Start of Dataset extract

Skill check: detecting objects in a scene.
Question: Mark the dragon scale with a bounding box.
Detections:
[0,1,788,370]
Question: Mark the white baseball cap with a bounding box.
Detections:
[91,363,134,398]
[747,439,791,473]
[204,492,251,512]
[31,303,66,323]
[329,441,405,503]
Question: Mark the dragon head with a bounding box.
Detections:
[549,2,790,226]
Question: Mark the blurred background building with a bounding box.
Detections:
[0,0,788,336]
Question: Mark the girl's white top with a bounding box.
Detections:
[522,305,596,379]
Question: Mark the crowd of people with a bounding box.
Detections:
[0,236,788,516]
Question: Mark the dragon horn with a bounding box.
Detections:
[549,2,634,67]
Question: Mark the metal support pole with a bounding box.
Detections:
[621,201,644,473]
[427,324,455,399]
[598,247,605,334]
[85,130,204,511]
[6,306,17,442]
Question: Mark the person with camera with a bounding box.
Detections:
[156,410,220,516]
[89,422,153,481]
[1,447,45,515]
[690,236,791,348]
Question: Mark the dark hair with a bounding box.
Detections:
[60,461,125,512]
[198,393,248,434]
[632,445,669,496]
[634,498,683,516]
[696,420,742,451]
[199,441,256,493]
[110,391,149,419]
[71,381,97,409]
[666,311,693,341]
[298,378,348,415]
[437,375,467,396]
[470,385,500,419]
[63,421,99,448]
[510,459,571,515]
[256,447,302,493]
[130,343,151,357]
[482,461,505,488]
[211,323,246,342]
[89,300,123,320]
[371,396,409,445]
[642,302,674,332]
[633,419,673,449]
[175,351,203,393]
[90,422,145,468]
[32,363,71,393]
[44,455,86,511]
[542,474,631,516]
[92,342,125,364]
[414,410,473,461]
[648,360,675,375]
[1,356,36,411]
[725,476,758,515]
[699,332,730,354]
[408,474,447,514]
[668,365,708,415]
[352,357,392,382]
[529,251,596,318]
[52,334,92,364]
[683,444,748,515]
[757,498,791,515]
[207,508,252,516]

End of Dataset extract
Start of Dataset extract

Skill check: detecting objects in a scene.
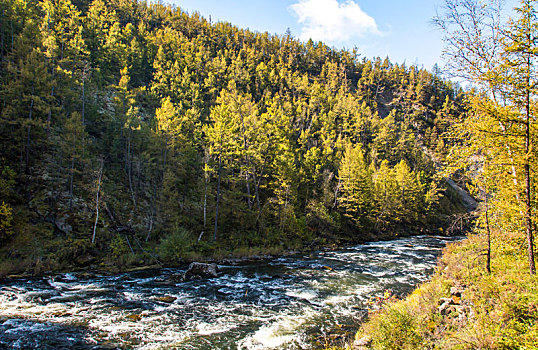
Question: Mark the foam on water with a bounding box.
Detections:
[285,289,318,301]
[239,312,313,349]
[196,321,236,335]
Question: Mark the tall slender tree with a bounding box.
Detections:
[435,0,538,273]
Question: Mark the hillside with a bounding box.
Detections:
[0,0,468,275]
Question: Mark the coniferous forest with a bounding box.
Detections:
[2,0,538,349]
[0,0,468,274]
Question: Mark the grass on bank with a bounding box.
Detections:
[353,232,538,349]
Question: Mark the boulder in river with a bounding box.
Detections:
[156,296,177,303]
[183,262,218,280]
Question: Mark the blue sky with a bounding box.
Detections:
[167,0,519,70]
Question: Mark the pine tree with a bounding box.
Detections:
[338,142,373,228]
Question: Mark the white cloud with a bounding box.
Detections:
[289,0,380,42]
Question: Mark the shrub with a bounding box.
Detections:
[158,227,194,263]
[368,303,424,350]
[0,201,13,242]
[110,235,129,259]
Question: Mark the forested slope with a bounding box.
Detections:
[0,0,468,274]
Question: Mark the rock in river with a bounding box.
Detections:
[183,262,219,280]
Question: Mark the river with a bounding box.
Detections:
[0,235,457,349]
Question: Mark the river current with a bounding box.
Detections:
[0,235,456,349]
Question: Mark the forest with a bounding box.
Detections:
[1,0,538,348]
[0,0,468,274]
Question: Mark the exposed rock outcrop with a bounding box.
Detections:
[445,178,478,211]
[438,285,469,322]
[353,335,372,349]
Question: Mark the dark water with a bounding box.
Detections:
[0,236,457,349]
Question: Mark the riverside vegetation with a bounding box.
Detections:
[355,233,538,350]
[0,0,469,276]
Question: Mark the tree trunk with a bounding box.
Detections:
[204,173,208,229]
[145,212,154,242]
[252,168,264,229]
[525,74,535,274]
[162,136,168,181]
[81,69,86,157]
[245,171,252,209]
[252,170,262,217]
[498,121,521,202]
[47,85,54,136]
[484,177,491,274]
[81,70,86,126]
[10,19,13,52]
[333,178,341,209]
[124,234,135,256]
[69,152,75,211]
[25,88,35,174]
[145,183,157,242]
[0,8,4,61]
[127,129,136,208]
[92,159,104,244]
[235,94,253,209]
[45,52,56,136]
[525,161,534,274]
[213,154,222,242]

End of Dataset extract
Start of Dataset extract

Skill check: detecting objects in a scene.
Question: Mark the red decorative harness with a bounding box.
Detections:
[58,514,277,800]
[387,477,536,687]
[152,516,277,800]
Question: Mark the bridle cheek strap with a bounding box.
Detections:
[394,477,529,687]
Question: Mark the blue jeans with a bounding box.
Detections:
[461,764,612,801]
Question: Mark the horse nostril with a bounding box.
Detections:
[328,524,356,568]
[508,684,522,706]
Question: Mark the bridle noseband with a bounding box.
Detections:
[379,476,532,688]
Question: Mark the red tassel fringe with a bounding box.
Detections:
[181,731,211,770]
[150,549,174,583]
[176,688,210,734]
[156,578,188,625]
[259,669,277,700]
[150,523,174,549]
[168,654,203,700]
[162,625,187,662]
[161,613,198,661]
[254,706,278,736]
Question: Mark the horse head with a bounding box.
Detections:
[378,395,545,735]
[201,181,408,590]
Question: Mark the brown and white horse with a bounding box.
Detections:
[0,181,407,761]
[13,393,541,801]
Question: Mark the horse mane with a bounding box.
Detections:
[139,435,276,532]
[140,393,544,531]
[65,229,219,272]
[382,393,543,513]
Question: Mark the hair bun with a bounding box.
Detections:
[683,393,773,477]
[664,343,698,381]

End of Dataset extract

Where does the word "blue" appear in the records? Copy every line that holds it.

▶ [Task result]
Question: Mark the blue sky with a bounding box.
Question: Mark the blue jeans with a bounding box.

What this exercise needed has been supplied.